## Stated exercise
Extract every line of the rows below word for word, and leave the pictures out of your answer.

Items from a data source:
────────
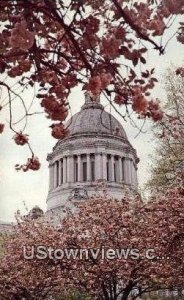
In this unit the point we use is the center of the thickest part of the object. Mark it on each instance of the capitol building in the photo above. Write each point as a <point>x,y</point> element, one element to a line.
<point>96,154</point>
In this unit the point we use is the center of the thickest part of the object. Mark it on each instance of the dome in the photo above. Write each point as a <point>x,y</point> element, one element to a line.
<point>96,151</point>
<point>93,119</point>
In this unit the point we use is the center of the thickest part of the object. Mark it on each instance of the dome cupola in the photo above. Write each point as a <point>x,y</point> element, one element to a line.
<point>97,150</point>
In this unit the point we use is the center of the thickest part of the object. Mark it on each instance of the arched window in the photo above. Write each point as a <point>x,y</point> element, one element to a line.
<point>61,171</point>
<point>108,167</point>
<point>57,173</point>
<point>75,169</point>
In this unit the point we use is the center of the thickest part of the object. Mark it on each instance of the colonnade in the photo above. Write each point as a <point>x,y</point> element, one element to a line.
<point>92,167</point>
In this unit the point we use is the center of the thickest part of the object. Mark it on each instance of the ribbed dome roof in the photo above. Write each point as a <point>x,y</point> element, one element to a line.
<point>95,120</point>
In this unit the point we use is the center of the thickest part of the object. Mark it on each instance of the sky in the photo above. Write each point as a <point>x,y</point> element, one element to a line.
<point>21,191</point>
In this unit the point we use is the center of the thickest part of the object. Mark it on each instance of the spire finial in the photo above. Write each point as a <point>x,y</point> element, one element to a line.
<point>89,98</point>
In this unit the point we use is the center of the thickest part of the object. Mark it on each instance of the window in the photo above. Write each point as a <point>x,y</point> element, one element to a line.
<point>92,170</point>
<point>116,169</point>
<point>108,167</point>
<point>57,173</point>
<point>123,168</point>
<point>108,179</point>
<point>61,172</point>
<point>84,169</point>
<point>115,172</point>
<point>76,171</point>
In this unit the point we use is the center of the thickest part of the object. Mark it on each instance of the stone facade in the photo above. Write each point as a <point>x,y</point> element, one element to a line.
<point>96,151</point>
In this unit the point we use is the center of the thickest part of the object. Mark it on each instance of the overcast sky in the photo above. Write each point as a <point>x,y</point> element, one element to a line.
<point>32,187</point>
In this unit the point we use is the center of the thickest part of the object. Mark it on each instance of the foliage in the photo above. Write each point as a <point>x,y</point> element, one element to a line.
<point>73,295</point>
<point>100,223</point>
<point>54,45</point>
<point>168,163</point>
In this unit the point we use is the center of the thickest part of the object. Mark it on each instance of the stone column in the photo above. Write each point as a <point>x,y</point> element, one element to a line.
<point>130,171</point>
<point>104,166</point>
<point>50,177</point>
<point>112,168</point>
<point>70,169</point>
<point>55,174</point>
<point>79,168</point>
<point>120,169</point>
<point>64,169</point>
<point>98,166</point>
<point>88,168</point>
<point>59,181</point>
<point>127,171</point>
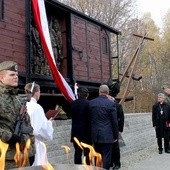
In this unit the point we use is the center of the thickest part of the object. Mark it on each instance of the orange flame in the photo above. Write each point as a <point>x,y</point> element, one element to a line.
<point>93,155</point>
<point>67,149</point>
<point>46,166</point>
<point>3,150</point>
<point>20,158</point>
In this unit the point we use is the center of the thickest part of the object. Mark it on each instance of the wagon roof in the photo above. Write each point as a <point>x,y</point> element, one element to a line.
<point>82,15</point>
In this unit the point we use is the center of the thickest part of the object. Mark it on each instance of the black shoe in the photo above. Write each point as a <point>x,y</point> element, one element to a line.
<point>116,167</point>
<point>167,151</point>
<point>160,152</point>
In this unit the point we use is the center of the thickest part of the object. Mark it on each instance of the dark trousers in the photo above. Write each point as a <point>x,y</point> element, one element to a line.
<point>166,143</point>
<point>105,149</point>
<point>78,154</point>
<point>31,160</point>
<point>115,154</point>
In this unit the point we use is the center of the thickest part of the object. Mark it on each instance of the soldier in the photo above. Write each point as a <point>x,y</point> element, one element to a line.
<point>9,112</point>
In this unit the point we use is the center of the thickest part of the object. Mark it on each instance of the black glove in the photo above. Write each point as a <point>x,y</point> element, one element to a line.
<point>14,139</point>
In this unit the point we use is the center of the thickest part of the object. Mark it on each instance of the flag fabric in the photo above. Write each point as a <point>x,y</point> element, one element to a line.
<point>40,19</point>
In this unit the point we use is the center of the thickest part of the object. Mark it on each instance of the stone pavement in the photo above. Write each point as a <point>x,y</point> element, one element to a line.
<point>155,162</point>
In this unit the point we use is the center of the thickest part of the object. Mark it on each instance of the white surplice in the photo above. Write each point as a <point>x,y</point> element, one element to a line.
<point>43,130</point>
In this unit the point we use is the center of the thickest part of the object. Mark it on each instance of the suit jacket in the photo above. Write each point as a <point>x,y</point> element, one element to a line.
<point>120,117</point>
<point>104,122</point>
<point>159,120</point>
<point>81,127</point>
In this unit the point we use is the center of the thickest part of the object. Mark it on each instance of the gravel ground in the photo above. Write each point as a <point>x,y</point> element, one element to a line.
<point>130,161</point>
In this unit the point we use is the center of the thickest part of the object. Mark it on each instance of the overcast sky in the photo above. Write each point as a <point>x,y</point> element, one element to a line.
<point>157,8</point>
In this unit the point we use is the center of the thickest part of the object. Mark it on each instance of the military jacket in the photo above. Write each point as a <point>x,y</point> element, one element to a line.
<point>9,111</point>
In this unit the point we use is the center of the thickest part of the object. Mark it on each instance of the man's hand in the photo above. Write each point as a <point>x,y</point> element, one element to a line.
<point>14,139</point>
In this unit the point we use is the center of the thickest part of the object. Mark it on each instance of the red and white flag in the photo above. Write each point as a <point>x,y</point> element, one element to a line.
<point>42,26</point>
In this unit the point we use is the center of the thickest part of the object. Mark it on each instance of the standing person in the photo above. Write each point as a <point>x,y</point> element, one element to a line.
<point>166,91</point>
<point>161,114</point>
<point>43,128</point>
<point>115,161</point>
<point>9,113</point>
<point>104,125</point>
<point>81,128</point>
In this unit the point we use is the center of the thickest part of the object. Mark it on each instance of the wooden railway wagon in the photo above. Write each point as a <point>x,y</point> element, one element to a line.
<point>81,45</point>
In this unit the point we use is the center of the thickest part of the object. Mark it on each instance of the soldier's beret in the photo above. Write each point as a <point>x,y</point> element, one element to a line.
<point>9,65</point>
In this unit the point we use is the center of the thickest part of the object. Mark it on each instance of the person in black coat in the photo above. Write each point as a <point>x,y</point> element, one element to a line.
<point>104,125</point>
<point>115,161</point>
<point>160,115</point>
<point>81,128</point>
<point>116,148</point>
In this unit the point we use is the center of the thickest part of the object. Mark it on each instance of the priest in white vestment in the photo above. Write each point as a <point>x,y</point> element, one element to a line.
<point>43,128</point>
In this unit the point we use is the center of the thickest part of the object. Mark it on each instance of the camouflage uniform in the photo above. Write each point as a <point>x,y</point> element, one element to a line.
<point>9,110</point>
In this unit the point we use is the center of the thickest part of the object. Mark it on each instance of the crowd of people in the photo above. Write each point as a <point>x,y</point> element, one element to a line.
<point>98,122</point>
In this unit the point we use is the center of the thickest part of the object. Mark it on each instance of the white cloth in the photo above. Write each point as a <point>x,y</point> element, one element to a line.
<point>43,129</point>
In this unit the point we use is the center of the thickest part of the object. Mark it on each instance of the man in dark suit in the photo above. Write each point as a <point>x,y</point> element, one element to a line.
<point>81,128</point>
<point>160,115</point>
<point>104,125</point>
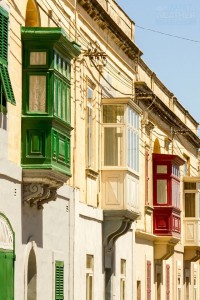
────────
## Finished task
In this unit the point we use is the center of the thickest part of the object. Mark it on each instance of the capitol building in the photo above. Write each point as a <point>x,y</point> element, one element to a line.
<point>96,154</point>
In this unit the point we use is the center of the thickest part of the object. Mark it on each instance of the dome in the photo above. Write each point as a <point>x,y</point> element, one element to a line.
<point>96,151</point>
<point>93,119</point>
In this unit the point we use is the center of the thickest part of the object. Mark it on each instance of the dome cupola in the photo above. Write each point as a <point>x,y</point> element, one element to a line.
<point>97,150</point>
In this unit the point we use is the center of the thickest part of the object. Mark it on each instance of the arched window in the photo above. Write each point as a <point>x,y</point> element, one element to a line.
<point>61,171</point>
<point>108,167</point>
<point>57,173</point>
<point>75,169</point>
In this unit the point we use is the center of the thickest part of the object. Mark it on each instance of the colonnade in the photo above. Write each point as a <point>x,y</point> element, one element to a line.
<point>92,167</point>
In this unit the point we use is the center of the thickest part of the object. Mark it on each instance of the ribbed dome roof in the photo above. Write each point as a <point>x,y</point> element, one element to a line.
<point>95,120</point>
In this unit the point we use is the center of the thickest part of the object. Mark it on each instance of the sky in the photo above. Write each point as a <point>x,y</point> element, one element to a line.
<point>21,191</point>
In this unit the point we use is the center of the thickest part of the object. Mark it on each instance of the spire finial in the photo above. Write each point as a <point>x,y</point> element, one element to a line.
<point>89,98</point>
In this unit the point we use is the center of the thickest part of the object. Mark it on each instance of the window in the photo above. Write each point as a <point>x,y</point> element, one element to a line.
<point>92,170</point>
<point>116,169</point>
<point>108,167</point>
<point>57,173</point>
<point>123,168</point>
<point>108,179</point>
<point>61,172</point>
<point>84,169</point>
<point>115,172</point>
<point>76,171</point>
In this unit the point we use is the center of the thickest part of the object. Mark it on each instance of the stone facade in the photo above. Write each point as a <point>x,y</point> element, one element to a line.
<point>96,151</point>
In this unit the point we use is the center of the thickest part of the object. Mark it on each instance of the overcast sky in the photo above. Write each point as a <point>x,y</point> element, one element to a line.
<point>32,187</point>
In this unit the point we use is the center of the thickest part of the object. Mark it on each instance of the foliage in the photo above. Write each point as a <point>x,y</point> element, one element to a line.
<point>73,295</point>
<point>100,223</point>
<point>54,45</point>
<point>168,163</point>
In this unit the point we use is the center of the thickest part of the object. Mark it on each instance of the stone column in the photo above. Write each point as a <point>x,y</point> element, one element to a line.
<point>130,171</point>
<point>104,166</point>
<point>50,177</point>
<point>112,168</point>
<point>70,169</point>
<point>55,174</point>
<point>79,168</point>
<point>120,169</point>
<point>64,169</point>
<point>98,166</point>
<point>88,168</point>
<point>59,181</point>
<point>127,171</point>
In this unit the point we use is the center of the thickest part of the object. Mark it on each instance of the orange flame in the photo above. Write each point as a <point>x,y</point> element, one element to a line.
<point>93,155</point>
<point>67,149</point>
<point>46,166</point>
<point>3,150</point>
<point>20,158</point>
In this unit the point we use is the center of the thickest part of the object. Mark it on each instance of the wagon roof in the photo above. Write each point as a <point>x,y</point> element, one element to a line.
<point>82,15</point>
In this unit the point we use is the center of the thickest part of the object. Mark it on each instance of the black shoe in the photo above. Write each point as a <point>x,y</point> element, one element to a line.
<point>116,167</point>
<point>167,151</point>
<point>160,152</point>
In this unit the point we use is the center of the thickest part of the object. Mark it on each instance of the dark trousers in the photo above. Write each point as a <point>x,y</point> element, one element to a line.
<point>166,143</point>
<point>105,149</point>
<point>78,154</point>
<point>31,160</point>
<point>115,154</point>
In this unit the point we use is the center of the thickest part of the object. Mark it on each instance of the soldier in the photo above. Write each point as a <point>x,y</point> element, one element to a line.
<point>9,112</point>
In this unit the point we use is the center of the thickest part of the object. Mark it on each instance of the black glove in the photo above. Write each point as a <point>x,y</point> element, one element to a line.
<point>14,139</point>
In this unit the point we use is the center of the thickest part of the object. Mark it on each instance of the flag fabric in the photo above. Write each point as a <point>x,y</point> element, one element to a line.
<point>40,19</point>
In this unit the point we use is the center of the thickest part of the object. Mark it on each instance of the stone pavement in the photo above. Write each point as a <point>x,y</point> element, one element to a line.
<point>155,162</point>
In this unit the point we use is the center of the thickest part of the object. Mark it on each instance of the white surplice in the photo above. Write each point as a <point>x,y</point> element, one element to a line.
<point>43,130</point>
In this unit the point we use is the center of the thickest part of the object. Mark it on each instance of the suit jacket in the photo above. Write each point as a <point>x,y</point> element, one element to a line.
<point>120,117</point>
<point>104,122</point>
<point>159,120</point>
<point>81,127</point>
In this unit the point we use is the center of the thickest part of the object. Mark it on each instance of the gravel ground in the photo above. Write each point as a <point>x,y</point> element, one element to a line.
<point>130,161</point>
In this unit the point we use is the center of the thickest part of the object. Mark it on each instance of the overcast sky in the photo above. Write each point as a <point>x,y</point> element, one element to a line.
<point>157,8</point>
In this unit the point we use is the center of the thickest part of the object. Mark it on each instance of the military jacket in the photo above. Write each point as a <point>x,y</point> element, one element to a line.
<point>9,111</point>
In this unit the point we use is the center of the thickest part of the object. Mark it on each instance of the man's hand in the photo above. Write each point as a <point>x,y</point> element, one element to a line.
<point>14,139</point>
In this unit the point we use is the center of the thickest part of the object. Mark it on each instance of the red and white flag in the photo above. Write each point as a <point>x,y</point> element, one element to a line.
<point>42,26</point>
In this unit the point we use is the center of the thickest part of the object. Mark it on each instance of the standing person in the photo above. Write each point as a <point>x,y</point> element, one element to a line.
<point>166,91</point>
<point>161,114</point>
<point>43,128</point>
<point>115,161</point>
<point>9,113</point>
<point>104,125</point>
<point>81,128</point>
In this unit the point we use is the center of the thickest part of the object. Mark it on each instance of the wooden railway wagon in the photo above. Write each point as a <point>x,y</point> element, one element to a line.
<point>81,45</point>
In this unit the point we use is the center of the thickest part of the object. Mark it on each instance of the soldier's beret in the photo above. Write each point as a <point>x,y</point> element, one element to a line.
<point>9,65</point>
In this unit the point we use is the center of the thickest part of the object. Mark it on each instance of the person in black coat in the photo above. Write each point as a <point>x,y</point> element, one element to a line.
<point>104,125</point>
<point>115,161</point>
<point>160,115</point>
<point>81,128</point>
<point>116,148</point>
In this unit the point we use is the center of the thickest part of the object. Mark it on each instance of the priest in white vestment in the photo above. Write each point as a <point>x,y</point> element, one element to a line.
<point>43,128</point>
In this unit the point we use is the center of the thickest part of the object. Mark it on each instance of the camouflage uniform in the photo above. Write each point as a <point>x,y</point> element, one element to a line.
<point>9,110</point>
In this unit the point we use is the center of the thickest part of the object. Mark it on each instance of the crowd of people in the photo above. Write each point as a <point>x,y</point> element, one element to a line.
<point>98,122</point>
In this unit the point we use is the center of the thickest part of the object. Mark it on each instance of the white cloth in the photo above. Write each point as a <point>x,y</point> element, one element to a line.
<point>43,129</point>
In this unit the point we use is the center of the thickest part of the object. Mark it on each instance of the man in dark suit in the photo above. Write each point as a <point>x,y</point> element, one element to a line.
<point>81,128</point>
<point>160,115</point>
<point>104,125</point>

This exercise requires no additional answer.